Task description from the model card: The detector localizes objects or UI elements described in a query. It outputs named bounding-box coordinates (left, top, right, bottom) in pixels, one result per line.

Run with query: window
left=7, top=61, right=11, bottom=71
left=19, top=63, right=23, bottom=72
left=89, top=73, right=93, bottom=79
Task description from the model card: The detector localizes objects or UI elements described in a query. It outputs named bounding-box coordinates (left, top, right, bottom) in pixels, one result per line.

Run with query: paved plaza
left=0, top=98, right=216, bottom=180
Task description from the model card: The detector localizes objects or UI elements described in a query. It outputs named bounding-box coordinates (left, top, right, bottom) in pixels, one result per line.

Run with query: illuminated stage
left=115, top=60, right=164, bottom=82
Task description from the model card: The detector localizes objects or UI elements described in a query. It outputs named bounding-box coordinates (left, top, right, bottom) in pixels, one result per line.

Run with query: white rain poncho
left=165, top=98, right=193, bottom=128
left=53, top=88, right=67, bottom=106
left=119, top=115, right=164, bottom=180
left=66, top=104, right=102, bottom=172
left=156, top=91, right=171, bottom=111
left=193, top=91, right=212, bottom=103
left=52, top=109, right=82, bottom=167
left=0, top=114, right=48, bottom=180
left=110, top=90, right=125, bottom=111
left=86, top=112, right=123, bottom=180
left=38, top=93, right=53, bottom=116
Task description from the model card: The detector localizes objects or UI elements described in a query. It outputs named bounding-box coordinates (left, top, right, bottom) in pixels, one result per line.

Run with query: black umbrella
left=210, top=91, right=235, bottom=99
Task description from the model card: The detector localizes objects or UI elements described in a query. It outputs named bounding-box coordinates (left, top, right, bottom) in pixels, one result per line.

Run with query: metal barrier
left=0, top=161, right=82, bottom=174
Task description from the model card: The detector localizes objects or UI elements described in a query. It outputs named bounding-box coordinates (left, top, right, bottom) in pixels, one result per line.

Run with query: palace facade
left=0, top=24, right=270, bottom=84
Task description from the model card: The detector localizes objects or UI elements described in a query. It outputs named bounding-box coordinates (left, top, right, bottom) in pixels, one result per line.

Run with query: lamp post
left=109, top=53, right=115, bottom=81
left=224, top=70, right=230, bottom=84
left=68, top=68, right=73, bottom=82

SHORT PROBLEM:
Count the lines in the entries above that contain the word "with", and give only that number.

RESULT:
8